Present exactly, and only, the lines running from the line that contains "For every instance of the glass" through the end of the entries below.

--------------------------------------------------

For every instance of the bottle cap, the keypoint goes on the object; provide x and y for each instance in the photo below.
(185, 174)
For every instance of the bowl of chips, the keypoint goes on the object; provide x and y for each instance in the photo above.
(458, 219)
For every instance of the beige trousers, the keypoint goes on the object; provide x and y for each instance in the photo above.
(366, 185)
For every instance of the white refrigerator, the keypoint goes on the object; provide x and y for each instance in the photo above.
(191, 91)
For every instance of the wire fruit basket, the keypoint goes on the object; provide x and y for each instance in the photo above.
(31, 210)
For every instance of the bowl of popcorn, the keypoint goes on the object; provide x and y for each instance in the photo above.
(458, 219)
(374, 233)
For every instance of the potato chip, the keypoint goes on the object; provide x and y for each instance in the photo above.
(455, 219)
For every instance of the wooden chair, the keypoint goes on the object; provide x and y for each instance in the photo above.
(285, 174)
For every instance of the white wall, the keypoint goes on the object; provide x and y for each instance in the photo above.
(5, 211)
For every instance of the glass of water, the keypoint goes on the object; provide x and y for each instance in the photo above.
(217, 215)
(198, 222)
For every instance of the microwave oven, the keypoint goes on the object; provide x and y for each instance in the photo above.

--------------------------------------------------

- Written answer -
For every instance of the glass of water, the keypoint goes on the object; provide x and y for each instance in the photo above.
(217, 215)
(198, 222)
For every instance of the microwave oven, the keypoint goes on the object; provide x and y for each instance in the photo above.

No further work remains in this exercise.